(Exercise text):
-- -- --

The Hong Kong government is to reintroduce a limit on the number of customers per table at restaurants to no more than eight following a surge in local coronavirus infections.

Secretary for Food and Health Sophia Chan said at a Thursday press conference that catering businesses will be required to operate at a 60 per cent seating capacity, whilst bars and pubs are to accommodate a maximum of four people per table. The measures will be in place from July 11 to 24.

coronavirus covid-19 mask elderly
Photo: GovHK.

The announcement came as health authorities recorded 34 additional local infections – 23 of whom were linked to a cluster at an elderly home in Tsz Wan Shan – alongside eight imported ones. They brought the city’s total to 1,365 cases, including seven deaths.

“The coronavirus disease will not disappear in a short time. Governments and citizens in different places have to coexist with the virus for a period of time in the future,” Chan said. “It is inevitable for us to change our lifestyles, accept that this is the new normal, and adjust our social and economic activities.”

Hong Kong’s three week run of only imported cases ended on Saturday after a 59-year-old man with no recent travel history tested positive for Covid-19.

First detected in China’s Hubei province, Covid-19 has infected more than 12 million people worldwide and led to at least 548,822 deaths, according to researchers at Johns Hopkins University.

-- -- --

(Entries supplied):

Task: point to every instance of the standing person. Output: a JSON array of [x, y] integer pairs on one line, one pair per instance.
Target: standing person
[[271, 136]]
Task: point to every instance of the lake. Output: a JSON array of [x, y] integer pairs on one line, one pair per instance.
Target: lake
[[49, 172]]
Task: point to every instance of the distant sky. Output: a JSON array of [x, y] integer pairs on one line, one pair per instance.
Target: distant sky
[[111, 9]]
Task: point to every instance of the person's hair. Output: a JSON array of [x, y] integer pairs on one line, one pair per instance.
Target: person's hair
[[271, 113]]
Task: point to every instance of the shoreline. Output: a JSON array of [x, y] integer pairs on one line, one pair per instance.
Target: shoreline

-- -- --

(What is being asked): Return the part of the Hong Kong restaurant article from "Secretary for Food and Health" to "Photo: GovHK.", copied word for word.

(Result of this task):
Secretary for Food and Health Sophia Chan said at a Thursday press conference that catering businesses will be required to operate at a 60 per cent seating capacity, whilst bars and pubs are to accommodate a maximum of four people per table. The measures will be in place from July 11 to 24.

coronavirus covid-19 mask elderly
Photo: GovHK.